%%
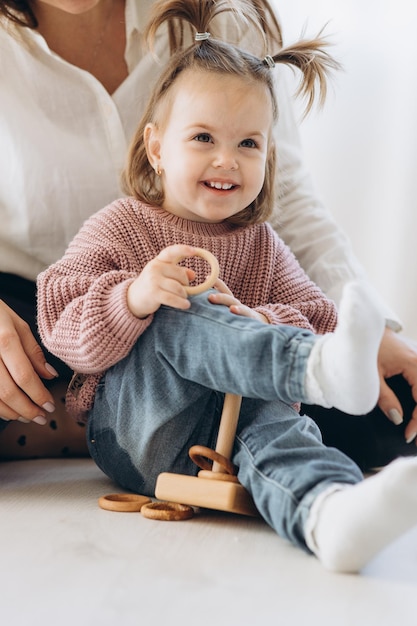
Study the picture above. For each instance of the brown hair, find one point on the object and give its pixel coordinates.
(212, 55)
(18, 11)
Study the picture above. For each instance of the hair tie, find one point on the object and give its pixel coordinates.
(269, 61)
(201, 36)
%%
Copy the records above exactly, omitting every picture.

(Task response)
Study the picture above. For each instance of the brown hair, find one point on the object and give its pixel coordinates.
(212, 55)
(18, 11)
Study the picture above. For each instance of the hair tie, find one point on the object and give its pixel coordinates.
(269, 61)
(201, 36)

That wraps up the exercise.